** Start SUPPLIED DATA **

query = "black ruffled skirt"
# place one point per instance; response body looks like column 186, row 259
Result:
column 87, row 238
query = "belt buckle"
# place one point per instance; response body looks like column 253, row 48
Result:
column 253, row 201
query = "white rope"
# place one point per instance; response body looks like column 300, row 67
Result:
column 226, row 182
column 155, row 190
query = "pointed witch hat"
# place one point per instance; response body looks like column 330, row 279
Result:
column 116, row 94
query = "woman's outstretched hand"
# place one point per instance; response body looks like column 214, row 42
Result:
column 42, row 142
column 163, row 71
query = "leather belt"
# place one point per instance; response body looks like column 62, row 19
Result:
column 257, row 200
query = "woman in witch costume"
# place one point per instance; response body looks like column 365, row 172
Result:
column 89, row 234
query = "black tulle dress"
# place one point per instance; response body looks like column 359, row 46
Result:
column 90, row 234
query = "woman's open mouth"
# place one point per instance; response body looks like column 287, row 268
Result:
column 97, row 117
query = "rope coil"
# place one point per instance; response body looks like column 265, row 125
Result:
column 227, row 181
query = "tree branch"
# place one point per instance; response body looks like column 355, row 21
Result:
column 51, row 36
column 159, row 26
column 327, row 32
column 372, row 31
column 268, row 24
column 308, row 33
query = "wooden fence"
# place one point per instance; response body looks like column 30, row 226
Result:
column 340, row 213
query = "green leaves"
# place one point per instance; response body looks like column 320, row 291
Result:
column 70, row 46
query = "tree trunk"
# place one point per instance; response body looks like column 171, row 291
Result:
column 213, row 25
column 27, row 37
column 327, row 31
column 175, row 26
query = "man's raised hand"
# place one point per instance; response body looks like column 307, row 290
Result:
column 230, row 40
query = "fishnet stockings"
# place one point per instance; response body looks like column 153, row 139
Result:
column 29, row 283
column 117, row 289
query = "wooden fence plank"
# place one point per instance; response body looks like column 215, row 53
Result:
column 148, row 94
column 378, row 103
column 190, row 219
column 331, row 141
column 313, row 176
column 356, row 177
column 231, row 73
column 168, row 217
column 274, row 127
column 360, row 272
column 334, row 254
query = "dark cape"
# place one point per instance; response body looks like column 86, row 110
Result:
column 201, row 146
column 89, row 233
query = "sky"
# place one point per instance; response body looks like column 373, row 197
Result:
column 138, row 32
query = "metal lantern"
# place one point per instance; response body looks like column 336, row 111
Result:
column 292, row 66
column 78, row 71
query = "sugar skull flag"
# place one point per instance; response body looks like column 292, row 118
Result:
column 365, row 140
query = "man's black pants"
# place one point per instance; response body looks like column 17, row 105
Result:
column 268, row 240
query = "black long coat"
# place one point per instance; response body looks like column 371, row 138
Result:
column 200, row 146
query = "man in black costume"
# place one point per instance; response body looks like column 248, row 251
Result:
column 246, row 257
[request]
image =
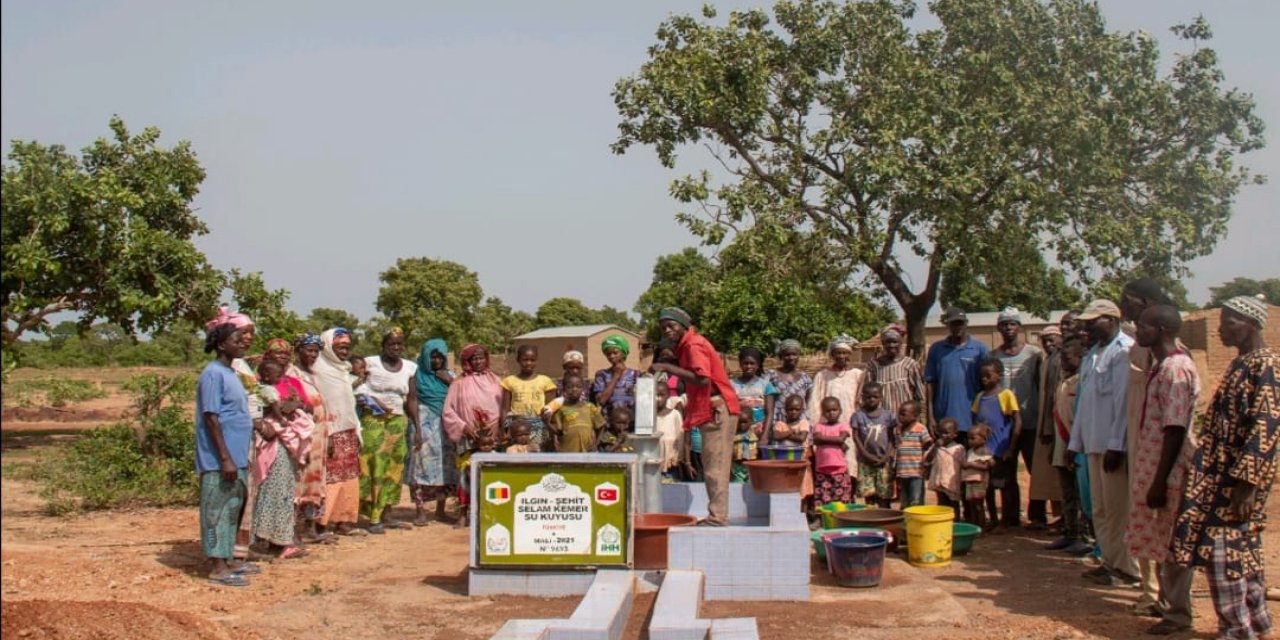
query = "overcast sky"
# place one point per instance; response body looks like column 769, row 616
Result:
column 341, row 136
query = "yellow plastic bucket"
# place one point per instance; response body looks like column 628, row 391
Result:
column 928, row 535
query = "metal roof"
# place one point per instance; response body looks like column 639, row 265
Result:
column 988, row 318
column 584, row 330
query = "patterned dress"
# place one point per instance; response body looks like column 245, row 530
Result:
column 1237, row 442
column 1169, row 400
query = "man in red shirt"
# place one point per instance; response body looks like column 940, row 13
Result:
column 711, row 406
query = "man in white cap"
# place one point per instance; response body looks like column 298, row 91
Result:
column 1100, row 430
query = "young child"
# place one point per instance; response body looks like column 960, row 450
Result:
column 977, row 471
column 745, row 444
column 484, row 443
column 526, row 393
column 576, row 420
column 946, row 460
column 873, row 428
column 521, row 438
column 282, row 443
column 831, row 478
column 613, row 438
column 910, row 439
column 668, row 424
column 997, row 407
column 794, row 430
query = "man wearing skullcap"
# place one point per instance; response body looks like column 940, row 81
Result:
column 711, row 405
column 1225, row 498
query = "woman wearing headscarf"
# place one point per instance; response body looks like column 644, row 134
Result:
column 311, row 485
column 223, row 433
column 901, row 378
column 844, row 382
column 382, row 456
column 245, row 328
column 615, row 385
column 332, row 375
column 430, row 466
column 789, row 379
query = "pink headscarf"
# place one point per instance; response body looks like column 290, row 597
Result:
column 475, row 398
column 225, row 316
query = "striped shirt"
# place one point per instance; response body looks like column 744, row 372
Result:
column 912, row 443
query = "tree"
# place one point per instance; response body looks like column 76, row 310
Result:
column 496, row 324
column 106, row 236
column 265, row 306
column 1013, row 118
column 324, row 318
column 1269, row 288
column 563, row 312
column 429, row 298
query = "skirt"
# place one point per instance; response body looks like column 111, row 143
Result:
column 382, row 464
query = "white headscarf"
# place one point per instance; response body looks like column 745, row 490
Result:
column 332, row 376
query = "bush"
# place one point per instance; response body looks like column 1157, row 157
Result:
column 147, row 462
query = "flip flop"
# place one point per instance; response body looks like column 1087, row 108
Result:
column 293, row 553
column 245, row 568
column 228, row 580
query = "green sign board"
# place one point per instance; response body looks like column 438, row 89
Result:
column 553, row 515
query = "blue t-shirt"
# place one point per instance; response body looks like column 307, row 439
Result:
column 954, row 373
column 220, row 392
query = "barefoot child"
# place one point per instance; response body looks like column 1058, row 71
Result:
column 576, row 420
column 745, row 444
column 977, row 470
column 671, row 433
column 282, row 443
column 613, row 437
column 831, row 476
column 946, row 460
column 999, row 408
column 910, row 439
column 873, row 426
column 526, row 393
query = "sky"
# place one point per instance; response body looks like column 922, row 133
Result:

** End SUPPLIED DATA **

DIRECTIONS: Extract every line of the entries verbatim, from the very first line down through the line containing "column 97, row 117".

TASK OUTPUT:
query = "black ruffled skirt"
# place one point per instance; response body looks like column 186, row 259
Result:
column 87, row 238
query = "belt buckle"
# place one point per instance; response body looks like column 253, row 48
Result:
column 253, row 201
query = "white rope"
# place one point per instance; response body looks like column 300, row 67
Result:
column 226, row 182
column 155, row 190
query = "pointed witch hat"
# place one point per instance; response body looks like column 330, row 279
Result:
column 116, row 94
query = "woman's outstretched hand"
# place one point per instance; response body looks like column 214, row 42
Result:
column 42, row 142
column 163, row 71
query = "leather belt"
# place one point per instance; response body looks like column 62, row 19
Result:
column 257, row 200
query = "woman in witch costume"
# place one point per instance; response body looks like column 365, row 172
Result:
column 89, row 234
query = "black tulle dress"
# place one point per instance; response body looks like column 359, row 46
Result:
column 90, row 234
query = "woman's open mouth"
# place one point per instance; response body looks like column 287, row 268
Result:
column 97, row 117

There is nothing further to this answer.